[START LISTED RECORDS]
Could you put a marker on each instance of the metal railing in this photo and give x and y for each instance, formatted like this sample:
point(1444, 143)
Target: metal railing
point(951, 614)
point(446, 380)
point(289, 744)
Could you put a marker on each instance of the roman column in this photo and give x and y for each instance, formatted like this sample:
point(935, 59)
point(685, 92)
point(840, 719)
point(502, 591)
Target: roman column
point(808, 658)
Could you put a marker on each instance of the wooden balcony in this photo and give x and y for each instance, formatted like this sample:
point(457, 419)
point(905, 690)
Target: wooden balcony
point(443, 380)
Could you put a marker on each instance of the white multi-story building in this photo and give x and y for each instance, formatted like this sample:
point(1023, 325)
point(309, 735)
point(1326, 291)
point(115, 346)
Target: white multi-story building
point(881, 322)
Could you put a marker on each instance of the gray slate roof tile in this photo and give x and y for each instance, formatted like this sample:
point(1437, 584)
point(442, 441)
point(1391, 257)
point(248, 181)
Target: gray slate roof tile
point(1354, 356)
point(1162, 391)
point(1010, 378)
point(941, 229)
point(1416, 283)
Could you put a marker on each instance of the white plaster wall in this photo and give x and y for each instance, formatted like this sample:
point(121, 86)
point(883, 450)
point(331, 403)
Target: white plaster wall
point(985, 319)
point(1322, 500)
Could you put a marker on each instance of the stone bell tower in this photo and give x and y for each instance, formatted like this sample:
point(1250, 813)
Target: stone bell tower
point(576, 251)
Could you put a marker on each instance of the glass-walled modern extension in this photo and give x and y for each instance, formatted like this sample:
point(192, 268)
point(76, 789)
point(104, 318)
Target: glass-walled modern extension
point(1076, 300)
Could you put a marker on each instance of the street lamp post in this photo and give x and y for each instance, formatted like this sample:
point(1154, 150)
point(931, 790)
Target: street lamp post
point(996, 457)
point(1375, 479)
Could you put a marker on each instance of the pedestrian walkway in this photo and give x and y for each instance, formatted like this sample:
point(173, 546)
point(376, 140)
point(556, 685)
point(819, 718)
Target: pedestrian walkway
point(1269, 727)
[END LISTED RECORDS]
Copy out all the rows above, swapping every "sample" for "example" and changing nothing else.

Could you put a marker on each instance of the metal railing in this photo and give x and y for each instance, formatted like this example:
point(1444, 143)
Target: metal railing
point(951, 614)
point(446, 380)
point(289, 744)
Could you put a marker on each instance of the roman column in this photo and give x and y for each instance, formatted like this example:
point(935, 59)
point(685, 92)
point(840, 719)
point(502, 591)
Target: roman column
point(808, 658)
Could you put a marker on each instance of the wooden balcony in this photo and give x and y for each instance, formatted like this example:
point(457, 419)
point(905, 690)
Target: wooden balcony
point(443, 380)
Could you put a marker on each instance of the white multi-story building in this photo and give x and y for each instance, formatted like this example:
point(1023, 325)
point(309, 735)
point(1326, 291)
point(115, 346)
Target: white multi-story building
point(881, 322)
Could you put a marker on each instance of the gray slate roof tile in this photo and give x and y for each instance, formatted like this example:
point(1437, 584)
point(442, 441)
point(1391, 257)
point(248, 181)
Target: gray slate roof tile
point(1354, 356)
point(1162, 391)
point(1010, 378)
point(941, 229)
point(1416, 283)
Could you put a marker on each instance of the white plaster wall in this photo and give x and y for each instance, formatted like this example:
point(121, 86)
point(883, 450)
point(331, 403)
Target: white plaster wall
point(985, 319)
point(1322, 500)
Could you put a marker on each instance of the stone bell tower in this photo and give x and y for each instance, formatted like this example:
point(1250, 813)
Target: stone bell tower
point(576, 251)
Could you put a marker on each instance of the glass-walled modern extension in this photo and give x and y for each instance, formatted like this example:
point(192, 268)
point(76, 789)
point(104, 318)
Target: glass-walled modern extension
point(1076, 300)
Could you put a marker on each instance of the street lamp post in this photo and give x and y for each instance, formatted like this example:
point(1154, 150)
point(931, 790)
Target: street lamp post
point(996, 457)
point(1375, 479)
Could you put a marker on each instance of the pedestrian walkway in this photo and give x and y for each instance, formatted like this example:
point(173, 546)
point(376, 140)
point(556, 685)
point(819, 718)
Target: pedestrian walkway
point(1269, 727)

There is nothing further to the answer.